‘Locked in the fraternal embrace of filth and felony’: Gangsterism, territoriality and resistance in Sophiatown.

Sophiatown, a suburb which until the late 1950’s remained exempt from the Apartheid governments 1934 Slum Act -consequently becoming one of the few areas where different races could live side by side – has come to occupy a key place in the post-apartheid South African imagination. Fondly referred to as the “Greenwich Village” or Harlem of Johannesburg, the suburb became a famous multi-cultural creative hub, with poet and activist Don Mattera arguing that it was a space which birthed South Africa’s first truly  cosmopolitan population (quoted in Rörich, Mary., Shebeens, Slumyards and Sophiatown, p. 87).

Mattera is right, of course. Sophiatown was an extraordinary place. That said, what the history books seldom mention is that Sophiatown, like most ghettos and areas’ of relative ‘lawlessness’ was a haven not only for revolutionaries,  but also for gangsters and ordinary criminals.

This series of blog posts will explore the suburb’s dark underbelly by looking at the extent to which racketeering, sexual coercion, petty theft and inter-group violence were features of everyday life for Sophaistown’s 40 000 inhabitants. This post will briefly consider the emergence of and practices adopted by street gangs in Sophiatown.

Street Gangs?

**Extracted data**

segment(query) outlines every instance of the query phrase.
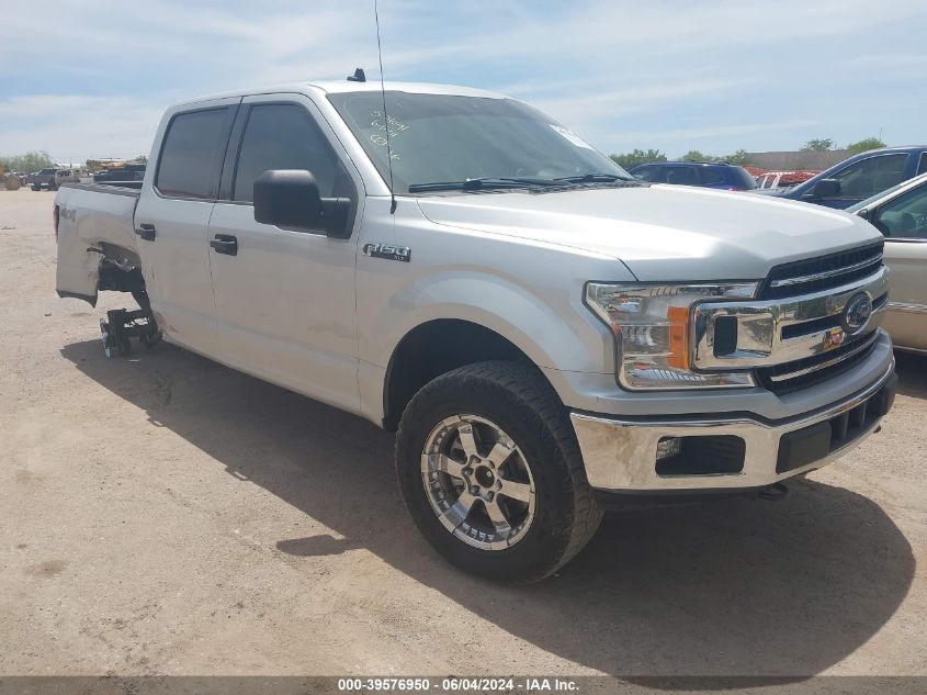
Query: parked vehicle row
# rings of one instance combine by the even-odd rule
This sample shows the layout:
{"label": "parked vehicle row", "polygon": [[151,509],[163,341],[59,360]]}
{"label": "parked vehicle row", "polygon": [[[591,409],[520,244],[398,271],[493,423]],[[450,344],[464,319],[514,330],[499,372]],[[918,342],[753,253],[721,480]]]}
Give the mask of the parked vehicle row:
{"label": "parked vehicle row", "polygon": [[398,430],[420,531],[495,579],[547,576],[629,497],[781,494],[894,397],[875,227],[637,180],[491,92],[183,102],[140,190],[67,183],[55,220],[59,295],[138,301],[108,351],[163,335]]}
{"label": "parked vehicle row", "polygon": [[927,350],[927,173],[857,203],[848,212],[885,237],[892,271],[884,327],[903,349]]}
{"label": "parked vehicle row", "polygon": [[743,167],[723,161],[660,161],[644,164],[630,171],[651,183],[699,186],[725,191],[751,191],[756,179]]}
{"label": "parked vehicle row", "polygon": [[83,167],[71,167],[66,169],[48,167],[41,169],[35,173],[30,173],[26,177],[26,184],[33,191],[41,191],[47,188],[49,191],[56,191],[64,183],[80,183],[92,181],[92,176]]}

--

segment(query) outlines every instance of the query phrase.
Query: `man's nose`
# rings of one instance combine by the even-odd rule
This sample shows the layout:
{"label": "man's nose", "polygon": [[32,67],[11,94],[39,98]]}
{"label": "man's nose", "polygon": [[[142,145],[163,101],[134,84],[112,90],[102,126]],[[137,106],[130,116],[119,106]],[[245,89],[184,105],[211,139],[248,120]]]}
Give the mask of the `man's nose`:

==

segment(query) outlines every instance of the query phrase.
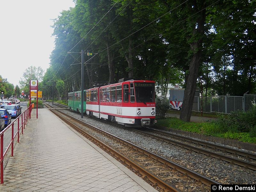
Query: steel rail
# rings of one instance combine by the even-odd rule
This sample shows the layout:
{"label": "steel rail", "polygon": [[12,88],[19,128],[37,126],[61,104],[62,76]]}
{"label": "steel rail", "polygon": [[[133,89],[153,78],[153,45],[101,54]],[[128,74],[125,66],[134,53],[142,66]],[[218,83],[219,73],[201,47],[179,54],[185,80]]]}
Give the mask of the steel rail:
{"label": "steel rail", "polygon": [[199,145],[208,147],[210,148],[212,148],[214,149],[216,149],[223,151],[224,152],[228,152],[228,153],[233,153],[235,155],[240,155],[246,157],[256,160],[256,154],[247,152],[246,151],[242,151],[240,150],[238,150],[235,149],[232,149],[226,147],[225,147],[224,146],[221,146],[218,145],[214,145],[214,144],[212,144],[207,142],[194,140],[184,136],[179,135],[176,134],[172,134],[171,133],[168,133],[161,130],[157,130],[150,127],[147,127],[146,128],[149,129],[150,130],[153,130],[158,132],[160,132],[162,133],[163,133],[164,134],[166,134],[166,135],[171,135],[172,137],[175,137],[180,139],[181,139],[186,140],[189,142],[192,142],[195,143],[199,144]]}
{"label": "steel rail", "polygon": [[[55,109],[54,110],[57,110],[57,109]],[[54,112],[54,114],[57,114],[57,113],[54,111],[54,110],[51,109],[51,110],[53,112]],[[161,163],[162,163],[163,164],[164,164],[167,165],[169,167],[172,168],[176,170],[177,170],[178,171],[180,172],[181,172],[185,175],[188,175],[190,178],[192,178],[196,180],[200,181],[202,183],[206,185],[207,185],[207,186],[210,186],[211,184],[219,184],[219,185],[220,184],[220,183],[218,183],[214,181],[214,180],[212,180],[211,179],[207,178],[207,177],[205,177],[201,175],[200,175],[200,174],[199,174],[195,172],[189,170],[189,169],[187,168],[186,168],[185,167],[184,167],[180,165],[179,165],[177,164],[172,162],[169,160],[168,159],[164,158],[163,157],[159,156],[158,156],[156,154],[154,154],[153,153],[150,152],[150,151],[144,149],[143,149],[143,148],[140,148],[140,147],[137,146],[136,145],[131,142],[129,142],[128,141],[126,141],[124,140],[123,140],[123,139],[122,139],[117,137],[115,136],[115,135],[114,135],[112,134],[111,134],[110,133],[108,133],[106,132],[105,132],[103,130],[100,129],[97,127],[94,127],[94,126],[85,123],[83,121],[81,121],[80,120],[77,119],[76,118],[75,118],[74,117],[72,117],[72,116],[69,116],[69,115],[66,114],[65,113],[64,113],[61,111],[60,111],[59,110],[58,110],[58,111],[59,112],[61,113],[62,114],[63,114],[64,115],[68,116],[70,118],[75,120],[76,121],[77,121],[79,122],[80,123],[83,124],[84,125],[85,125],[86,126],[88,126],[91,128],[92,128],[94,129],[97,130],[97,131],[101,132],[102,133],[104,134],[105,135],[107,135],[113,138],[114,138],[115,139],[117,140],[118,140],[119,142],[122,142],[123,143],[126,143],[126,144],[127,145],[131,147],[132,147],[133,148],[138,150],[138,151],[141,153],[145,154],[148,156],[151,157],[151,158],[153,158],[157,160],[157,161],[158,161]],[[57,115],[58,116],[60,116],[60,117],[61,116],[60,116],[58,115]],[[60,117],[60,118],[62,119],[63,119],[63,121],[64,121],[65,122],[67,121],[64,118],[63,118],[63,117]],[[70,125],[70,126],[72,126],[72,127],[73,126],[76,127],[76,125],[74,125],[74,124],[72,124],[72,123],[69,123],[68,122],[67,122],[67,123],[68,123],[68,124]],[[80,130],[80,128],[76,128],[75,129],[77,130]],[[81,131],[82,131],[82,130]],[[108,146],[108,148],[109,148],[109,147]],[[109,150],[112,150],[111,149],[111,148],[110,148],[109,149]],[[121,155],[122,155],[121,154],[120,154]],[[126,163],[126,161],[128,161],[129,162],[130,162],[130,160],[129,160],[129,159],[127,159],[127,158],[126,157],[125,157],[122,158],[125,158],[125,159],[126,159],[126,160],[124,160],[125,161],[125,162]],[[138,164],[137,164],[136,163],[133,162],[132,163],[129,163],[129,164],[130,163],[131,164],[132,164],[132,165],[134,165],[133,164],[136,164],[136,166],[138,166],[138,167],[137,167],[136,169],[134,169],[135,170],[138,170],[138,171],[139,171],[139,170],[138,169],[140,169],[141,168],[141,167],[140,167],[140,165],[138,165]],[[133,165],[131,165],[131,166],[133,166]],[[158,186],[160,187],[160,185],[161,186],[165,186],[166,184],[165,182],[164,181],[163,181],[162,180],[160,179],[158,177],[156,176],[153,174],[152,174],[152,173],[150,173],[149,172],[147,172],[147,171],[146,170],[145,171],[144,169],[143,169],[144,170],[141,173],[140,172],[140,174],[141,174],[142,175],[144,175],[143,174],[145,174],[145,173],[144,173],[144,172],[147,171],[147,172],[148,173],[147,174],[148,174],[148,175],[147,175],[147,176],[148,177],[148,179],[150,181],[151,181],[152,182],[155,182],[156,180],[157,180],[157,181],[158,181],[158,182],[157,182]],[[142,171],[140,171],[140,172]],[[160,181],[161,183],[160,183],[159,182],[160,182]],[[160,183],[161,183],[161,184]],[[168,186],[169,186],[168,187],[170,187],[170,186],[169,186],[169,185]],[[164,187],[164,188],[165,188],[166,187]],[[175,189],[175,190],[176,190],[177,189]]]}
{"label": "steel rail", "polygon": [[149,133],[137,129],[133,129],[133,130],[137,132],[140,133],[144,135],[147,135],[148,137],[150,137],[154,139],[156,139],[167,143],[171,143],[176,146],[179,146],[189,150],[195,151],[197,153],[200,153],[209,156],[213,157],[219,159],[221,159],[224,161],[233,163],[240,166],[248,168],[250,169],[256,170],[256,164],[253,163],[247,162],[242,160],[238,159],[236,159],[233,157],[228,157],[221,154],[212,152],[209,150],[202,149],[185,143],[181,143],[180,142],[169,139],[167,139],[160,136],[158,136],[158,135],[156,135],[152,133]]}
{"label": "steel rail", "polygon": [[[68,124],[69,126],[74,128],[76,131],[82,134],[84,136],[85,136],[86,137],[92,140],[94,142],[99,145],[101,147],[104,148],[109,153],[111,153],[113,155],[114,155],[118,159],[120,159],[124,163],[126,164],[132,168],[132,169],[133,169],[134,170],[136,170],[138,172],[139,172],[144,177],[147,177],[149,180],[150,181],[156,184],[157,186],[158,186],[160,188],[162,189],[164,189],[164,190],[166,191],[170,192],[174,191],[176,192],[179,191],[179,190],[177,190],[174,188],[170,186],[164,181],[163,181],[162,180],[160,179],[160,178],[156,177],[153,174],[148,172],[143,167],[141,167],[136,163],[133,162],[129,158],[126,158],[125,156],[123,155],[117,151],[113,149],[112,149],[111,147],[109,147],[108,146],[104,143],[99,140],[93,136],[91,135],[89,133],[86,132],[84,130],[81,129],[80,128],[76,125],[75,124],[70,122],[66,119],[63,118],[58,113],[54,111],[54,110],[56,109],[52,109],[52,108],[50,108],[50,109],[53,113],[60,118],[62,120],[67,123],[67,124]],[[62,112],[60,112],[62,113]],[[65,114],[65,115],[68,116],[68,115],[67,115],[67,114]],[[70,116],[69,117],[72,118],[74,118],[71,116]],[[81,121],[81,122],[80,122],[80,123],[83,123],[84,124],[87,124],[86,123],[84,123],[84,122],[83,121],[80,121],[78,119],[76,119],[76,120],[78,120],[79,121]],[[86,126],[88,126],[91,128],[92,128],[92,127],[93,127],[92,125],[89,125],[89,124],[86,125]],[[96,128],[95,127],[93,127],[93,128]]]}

**Work to be completed**
In the text on Sophiatown, what two places is the suburb fondly compared to?

**Finished exercise**
The "Greenwich Village" or Harlem of Johannesburg.